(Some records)
+ + + +

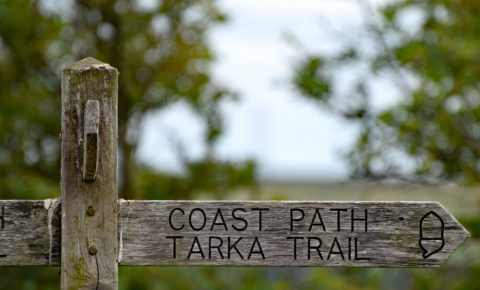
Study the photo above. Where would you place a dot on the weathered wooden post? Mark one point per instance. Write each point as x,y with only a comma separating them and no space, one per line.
89,176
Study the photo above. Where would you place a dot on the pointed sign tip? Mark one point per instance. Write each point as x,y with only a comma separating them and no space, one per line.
88,63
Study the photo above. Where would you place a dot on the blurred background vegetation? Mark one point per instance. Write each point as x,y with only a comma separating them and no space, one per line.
164,57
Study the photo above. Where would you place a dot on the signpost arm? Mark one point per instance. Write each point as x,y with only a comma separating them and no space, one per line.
89,176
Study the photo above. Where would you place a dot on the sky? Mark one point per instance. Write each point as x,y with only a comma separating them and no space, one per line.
289,137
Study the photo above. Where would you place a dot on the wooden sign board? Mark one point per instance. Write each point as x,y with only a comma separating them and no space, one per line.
238,233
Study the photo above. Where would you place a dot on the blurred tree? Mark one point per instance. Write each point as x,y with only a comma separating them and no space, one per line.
429,51
162,52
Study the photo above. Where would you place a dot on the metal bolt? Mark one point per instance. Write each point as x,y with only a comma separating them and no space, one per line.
90,211
92,250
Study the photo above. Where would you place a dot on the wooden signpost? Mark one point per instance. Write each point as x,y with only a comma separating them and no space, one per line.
88,232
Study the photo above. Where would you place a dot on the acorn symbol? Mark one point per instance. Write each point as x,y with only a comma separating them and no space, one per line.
431,234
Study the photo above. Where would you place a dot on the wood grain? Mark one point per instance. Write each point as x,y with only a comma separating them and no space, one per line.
391,238
31,233
89,208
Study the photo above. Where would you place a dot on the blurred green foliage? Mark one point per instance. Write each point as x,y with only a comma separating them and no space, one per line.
428,50
163,56
162,51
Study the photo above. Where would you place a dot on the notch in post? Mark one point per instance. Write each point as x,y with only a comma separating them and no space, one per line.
90,140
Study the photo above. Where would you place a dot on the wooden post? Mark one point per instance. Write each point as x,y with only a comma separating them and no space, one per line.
89,176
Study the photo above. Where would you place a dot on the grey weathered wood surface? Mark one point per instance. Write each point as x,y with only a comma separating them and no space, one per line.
391,240
31,233
89,240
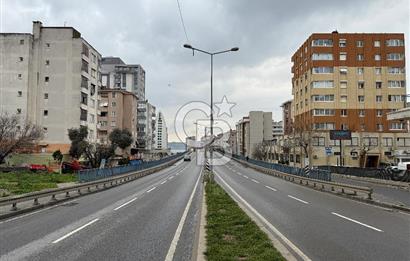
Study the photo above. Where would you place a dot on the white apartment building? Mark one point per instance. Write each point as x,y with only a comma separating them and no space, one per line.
161,138
57,75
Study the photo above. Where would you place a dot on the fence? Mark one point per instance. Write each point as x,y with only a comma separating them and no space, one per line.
318,174
96,174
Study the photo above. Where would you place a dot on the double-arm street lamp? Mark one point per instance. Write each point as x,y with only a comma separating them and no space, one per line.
234,49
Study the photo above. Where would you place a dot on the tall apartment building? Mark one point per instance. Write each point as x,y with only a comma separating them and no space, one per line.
161,137
118,75
51,77
146,118
253,130
350,81
118,110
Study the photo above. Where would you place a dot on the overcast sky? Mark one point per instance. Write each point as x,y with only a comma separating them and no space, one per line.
149,32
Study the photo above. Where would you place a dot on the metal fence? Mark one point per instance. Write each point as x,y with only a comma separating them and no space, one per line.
96,174
318,174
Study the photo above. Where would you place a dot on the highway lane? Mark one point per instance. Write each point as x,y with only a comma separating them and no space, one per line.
135,221
321,225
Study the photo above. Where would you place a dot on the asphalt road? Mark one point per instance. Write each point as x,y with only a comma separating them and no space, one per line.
320,225
152,218
381,192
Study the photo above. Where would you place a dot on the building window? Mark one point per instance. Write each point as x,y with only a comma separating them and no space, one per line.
395,42
343,71
362,113
370,141
396,84
322,57
318,141
322,42
396,70
376,43
395,56
403,142
387,142
397,126
377,57
322,84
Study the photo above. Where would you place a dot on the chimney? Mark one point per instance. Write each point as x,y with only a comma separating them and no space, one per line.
36,29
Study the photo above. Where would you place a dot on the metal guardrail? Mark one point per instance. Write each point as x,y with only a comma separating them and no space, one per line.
319,174
318,184
96,174
100,184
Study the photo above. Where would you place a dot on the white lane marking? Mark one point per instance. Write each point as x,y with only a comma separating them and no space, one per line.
357,222
254,180
148,191
270,188
269,225
174,242
126,203
75,231
298,199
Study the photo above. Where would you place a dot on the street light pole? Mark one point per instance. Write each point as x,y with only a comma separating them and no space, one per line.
234,49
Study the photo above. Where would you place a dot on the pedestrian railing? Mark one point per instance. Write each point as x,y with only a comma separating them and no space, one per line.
313,173
96,174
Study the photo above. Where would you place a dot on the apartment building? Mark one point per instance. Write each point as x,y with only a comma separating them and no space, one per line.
146,118
161,137
118,110
253,130
118,75
57,75
350,81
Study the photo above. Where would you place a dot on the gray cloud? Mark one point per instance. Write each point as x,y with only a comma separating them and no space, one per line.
267,32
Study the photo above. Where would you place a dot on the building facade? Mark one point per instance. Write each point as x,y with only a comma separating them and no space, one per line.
57,74
348,81
161,137
118,109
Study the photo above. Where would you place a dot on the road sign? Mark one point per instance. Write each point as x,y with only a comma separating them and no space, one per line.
340,135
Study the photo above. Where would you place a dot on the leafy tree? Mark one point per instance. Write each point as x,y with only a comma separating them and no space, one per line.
121,138
16,135
57,156
78,138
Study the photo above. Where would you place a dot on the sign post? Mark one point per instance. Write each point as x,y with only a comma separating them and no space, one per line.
340,135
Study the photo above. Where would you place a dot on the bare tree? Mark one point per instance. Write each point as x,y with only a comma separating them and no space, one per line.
15,135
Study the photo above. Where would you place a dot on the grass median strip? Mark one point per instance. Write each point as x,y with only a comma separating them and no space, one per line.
231,234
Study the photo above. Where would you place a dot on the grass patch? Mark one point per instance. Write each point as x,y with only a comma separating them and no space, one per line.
231,234
15,183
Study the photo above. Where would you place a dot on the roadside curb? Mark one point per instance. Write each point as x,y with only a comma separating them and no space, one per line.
347,196
201,246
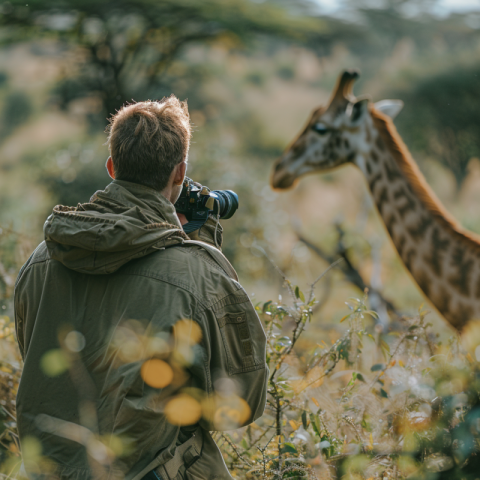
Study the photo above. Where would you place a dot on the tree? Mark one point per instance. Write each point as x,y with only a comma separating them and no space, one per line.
123,48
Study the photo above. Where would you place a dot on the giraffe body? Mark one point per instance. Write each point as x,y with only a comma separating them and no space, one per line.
441,256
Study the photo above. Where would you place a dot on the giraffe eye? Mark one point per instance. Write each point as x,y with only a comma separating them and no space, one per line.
320,128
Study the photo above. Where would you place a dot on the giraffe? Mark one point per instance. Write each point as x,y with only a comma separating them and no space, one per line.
442,257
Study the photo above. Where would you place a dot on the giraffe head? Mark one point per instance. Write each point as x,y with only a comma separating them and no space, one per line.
334,135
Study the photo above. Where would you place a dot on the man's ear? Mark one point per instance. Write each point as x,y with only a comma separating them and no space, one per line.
179,173
110,169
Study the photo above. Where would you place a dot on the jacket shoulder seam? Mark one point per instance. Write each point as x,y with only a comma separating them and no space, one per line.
170,280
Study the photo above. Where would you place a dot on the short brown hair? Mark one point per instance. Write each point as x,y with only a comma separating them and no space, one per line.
147,139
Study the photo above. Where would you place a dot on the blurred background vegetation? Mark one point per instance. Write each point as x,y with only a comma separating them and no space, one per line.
252,71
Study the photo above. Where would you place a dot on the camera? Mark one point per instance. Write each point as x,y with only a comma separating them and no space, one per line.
197,202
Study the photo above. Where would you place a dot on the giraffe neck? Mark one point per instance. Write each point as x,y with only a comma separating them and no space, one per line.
443,259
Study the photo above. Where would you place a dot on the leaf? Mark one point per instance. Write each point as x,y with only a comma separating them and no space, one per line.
315,424
385,346
265,306
304,420
360,377
288,448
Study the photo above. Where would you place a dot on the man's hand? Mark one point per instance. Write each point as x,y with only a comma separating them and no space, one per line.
208,231
182,218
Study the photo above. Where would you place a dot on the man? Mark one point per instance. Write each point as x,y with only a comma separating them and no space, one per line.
136,340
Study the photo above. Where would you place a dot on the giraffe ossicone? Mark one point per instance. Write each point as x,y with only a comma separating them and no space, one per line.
442,257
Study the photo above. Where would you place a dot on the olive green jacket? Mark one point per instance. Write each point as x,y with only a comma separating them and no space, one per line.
94,304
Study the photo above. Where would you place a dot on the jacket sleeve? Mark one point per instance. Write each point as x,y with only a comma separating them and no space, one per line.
237,367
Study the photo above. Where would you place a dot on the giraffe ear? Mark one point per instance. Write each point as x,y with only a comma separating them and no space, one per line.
356,111
390,107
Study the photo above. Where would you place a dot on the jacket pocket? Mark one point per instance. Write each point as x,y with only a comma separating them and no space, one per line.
240,338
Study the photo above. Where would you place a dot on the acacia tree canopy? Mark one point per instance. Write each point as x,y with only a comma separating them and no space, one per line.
124,47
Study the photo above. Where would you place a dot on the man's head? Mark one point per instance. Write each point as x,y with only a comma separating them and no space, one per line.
149,142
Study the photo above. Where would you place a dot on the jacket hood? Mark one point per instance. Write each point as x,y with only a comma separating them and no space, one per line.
123,222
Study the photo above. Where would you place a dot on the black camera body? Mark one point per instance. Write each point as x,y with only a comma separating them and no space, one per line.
197,202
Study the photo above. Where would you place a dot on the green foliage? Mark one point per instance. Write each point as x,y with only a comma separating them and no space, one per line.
441,120
126,48
17,108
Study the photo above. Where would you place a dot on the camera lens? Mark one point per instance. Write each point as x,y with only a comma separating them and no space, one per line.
228,203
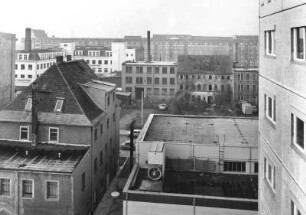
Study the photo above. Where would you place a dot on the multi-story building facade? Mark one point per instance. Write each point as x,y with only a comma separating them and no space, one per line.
246,85
153,80
194,165
245,51
104,60
59,143
282,102
7,63
207,78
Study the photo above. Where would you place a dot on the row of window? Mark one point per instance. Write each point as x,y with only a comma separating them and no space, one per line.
241,77
139,80
140,69
246,88
53,136
38,66
298,44
99,62
210,77
27,188
204,88
297,122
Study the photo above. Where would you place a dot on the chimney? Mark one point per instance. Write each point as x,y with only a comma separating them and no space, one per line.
59,59
28,40
34,114
149,46
68,58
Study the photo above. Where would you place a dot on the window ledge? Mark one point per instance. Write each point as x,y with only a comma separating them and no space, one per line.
298,151
272,123
272,56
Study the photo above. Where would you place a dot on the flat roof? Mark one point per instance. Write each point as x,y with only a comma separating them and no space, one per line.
201,183
152,63
202,130
17,155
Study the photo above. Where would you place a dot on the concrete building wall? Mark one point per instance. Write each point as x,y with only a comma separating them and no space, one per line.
282,78
7,63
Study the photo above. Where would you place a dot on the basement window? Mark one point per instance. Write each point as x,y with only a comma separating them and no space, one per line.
28,106
59,105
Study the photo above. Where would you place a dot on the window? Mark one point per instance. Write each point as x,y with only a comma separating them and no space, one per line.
156,70
128,80
83,185
139,80
149,70
5,187
52,190
28,106
269,42
297,131
298,43
172,81
101,157
172,70
294,209
27,188
270,107
234,166
24,133
95,166
269,172
53,134
59,105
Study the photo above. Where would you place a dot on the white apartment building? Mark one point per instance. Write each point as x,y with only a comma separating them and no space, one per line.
282,107
31,64
103,60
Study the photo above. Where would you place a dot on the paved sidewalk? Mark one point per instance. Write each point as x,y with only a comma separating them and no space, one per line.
109,206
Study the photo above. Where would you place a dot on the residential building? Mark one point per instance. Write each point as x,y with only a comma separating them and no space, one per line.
31,63
153,80
208,78
7,61
246,51
194,165
282,102
246,85
60,140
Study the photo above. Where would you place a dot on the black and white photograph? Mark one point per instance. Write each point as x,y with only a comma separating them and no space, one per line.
160,107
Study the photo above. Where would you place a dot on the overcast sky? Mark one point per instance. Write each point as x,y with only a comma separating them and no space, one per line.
116,18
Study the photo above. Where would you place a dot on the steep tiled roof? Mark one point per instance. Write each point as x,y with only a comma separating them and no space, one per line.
62,81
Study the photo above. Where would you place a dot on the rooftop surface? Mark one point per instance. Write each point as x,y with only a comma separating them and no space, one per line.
207,184
202,130
153,63
43,157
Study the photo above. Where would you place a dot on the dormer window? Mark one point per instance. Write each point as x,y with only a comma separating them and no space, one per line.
59,105
28,106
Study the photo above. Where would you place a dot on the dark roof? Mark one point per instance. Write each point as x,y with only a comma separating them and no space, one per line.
216,64
62,80
16,155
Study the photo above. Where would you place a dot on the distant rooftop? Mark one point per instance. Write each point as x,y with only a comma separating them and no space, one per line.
200,183
202,130
15,155
153,63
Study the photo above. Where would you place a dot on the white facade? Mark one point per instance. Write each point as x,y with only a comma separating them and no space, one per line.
282,107
31,65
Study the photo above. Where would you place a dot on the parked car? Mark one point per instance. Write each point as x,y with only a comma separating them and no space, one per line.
125,145
162,106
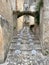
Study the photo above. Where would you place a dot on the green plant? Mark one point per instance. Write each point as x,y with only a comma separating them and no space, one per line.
38,8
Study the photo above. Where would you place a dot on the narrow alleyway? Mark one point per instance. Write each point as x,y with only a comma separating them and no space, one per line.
25,49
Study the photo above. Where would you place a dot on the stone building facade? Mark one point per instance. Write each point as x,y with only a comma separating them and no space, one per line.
44,26
6,27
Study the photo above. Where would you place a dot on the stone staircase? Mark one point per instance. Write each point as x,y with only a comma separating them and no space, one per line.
25,49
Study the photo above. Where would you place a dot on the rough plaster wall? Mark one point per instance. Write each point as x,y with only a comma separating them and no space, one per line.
19,23
6,28
45,26
20,5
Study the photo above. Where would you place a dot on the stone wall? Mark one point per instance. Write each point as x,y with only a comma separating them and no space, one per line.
6,28
20,23
45,27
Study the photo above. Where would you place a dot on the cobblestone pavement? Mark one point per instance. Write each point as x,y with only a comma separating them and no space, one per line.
25,49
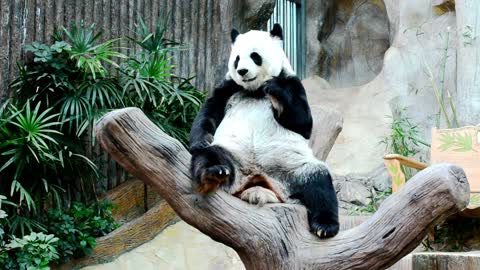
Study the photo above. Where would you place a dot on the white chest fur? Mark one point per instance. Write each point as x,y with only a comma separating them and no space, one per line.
251,133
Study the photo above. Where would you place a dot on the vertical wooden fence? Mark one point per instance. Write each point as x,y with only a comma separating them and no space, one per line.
202,25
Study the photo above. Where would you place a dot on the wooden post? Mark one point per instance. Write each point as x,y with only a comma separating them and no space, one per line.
276,236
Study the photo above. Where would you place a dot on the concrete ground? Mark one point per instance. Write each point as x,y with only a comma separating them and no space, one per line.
178,247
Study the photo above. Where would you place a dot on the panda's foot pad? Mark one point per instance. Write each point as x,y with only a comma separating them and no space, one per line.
259,195
324,230
212,178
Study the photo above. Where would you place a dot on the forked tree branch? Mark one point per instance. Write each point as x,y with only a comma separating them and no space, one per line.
276,236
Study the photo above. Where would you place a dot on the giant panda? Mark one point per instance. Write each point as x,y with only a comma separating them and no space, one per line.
250,138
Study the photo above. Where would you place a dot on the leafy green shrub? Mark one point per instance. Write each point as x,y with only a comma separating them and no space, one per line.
148,83
404,139
78,227
47,127
34,251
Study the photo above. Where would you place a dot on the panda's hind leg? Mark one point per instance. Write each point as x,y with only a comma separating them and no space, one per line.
313,187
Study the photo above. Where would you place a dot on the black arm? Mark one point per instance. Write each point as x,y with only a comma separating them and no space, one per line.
211,114
295,112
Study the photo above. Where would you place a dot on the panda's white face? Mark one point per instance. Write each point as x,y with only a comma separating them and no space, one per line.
256,57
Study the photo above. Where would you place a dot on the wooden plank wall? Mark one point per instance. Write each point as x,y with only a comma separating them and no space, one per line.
202,25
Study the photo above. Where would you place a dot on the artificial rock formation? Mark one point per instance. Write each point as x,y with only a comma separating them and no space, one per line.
276,236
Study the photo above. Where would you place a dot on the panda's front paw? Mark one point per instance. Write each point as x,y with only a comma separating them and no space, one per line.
324,230
212,177
211,167
259,196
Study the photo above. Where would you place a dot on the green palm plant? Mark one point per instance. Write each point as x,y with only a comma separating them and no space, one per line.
28,138
154,41
88,55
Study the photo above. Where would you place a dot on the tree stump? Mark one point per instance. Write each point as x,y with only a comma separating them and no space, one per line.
276,236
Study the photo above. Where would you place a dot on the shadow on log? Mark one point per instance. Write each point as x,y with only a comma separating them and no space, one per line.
276,236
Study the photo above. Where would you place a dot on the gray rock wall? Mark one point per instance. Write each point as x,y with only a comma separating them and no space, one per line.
346,40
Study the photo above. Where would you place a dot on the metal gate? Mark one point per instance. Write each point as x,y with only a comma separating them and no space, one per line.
290,14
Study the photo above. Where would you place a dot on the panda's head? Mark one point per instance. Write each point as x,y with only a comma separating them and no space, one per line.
256,57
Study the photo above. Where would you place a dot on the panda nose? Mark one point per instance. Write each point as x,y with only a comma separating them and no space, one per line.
242,71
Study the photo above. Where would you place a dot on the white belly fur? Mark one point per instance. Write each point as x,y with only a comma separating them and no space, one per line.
251,133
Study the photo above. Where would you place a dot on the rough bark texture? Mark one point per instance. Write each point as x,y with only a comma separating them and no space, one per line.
276,236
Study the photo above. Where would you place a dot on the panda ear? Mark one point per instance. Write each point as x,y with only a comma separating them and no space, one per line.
277,31
234,34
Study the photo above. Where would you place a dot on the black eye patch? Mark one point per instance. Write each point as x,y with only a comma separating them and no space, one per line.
235,64
257,59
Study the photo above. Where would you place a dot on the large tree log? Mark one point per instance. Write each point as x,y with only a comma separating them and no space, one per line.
276,236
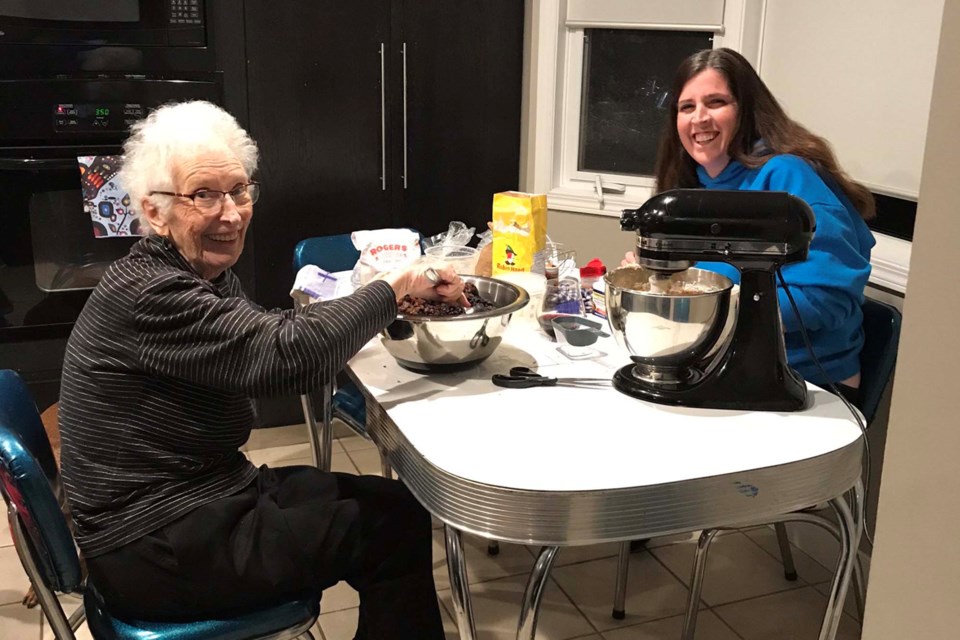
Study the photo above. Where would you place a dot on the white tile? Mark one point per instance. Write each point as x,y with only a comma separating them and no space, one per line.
339,625
338,462
277,437
16,621
737,569
652,592
808,569
280,456
356,443
709,627
496,609
816,542
849,606
513,559
13,579
338,597
367,461
792,615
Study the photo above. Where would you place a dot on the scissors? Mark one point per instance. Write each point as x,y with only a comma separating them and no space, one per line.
524,378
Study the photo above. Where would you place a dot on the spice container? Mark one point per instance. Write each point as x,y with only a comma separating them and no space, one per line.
589,276
599,298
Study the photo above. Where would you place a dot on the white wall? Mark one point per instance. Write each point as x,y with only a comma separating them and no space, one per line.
915,571
859,73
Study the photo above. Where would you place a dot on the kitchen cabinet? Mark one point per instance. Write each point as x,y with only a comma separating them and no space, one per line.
378,113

+ + + +

§ **STATED EXERCISE**
Print nothing but the lines from the line with "on the scissors?" to the last line of the records above. Both of those lines count.

§ **EXERCISE OUTPUT**
Study the photo above. Where would you place a dot on the scissors? Mark one point per instance. Write each point as x,y with only a comma separating them and no space, one per line.
524,378
Study the photo above. Where would you place a dot on the spice container? Mark one point per instance. Write each point as x,y with only a comma separating them and no space, one per line.
589,276
599,298
Study the photo above. Where would you place a dot on the white wall? Mark one point per instance. Write each point as x,y with only a comma separating them and no space, one per line.
915,571
859,73
Study the photo above. Where would you place a dot on the kitchen cabinet? Mark one point per instance. Write each point as x,y with only a comma separating them and no space, one per line.
378,113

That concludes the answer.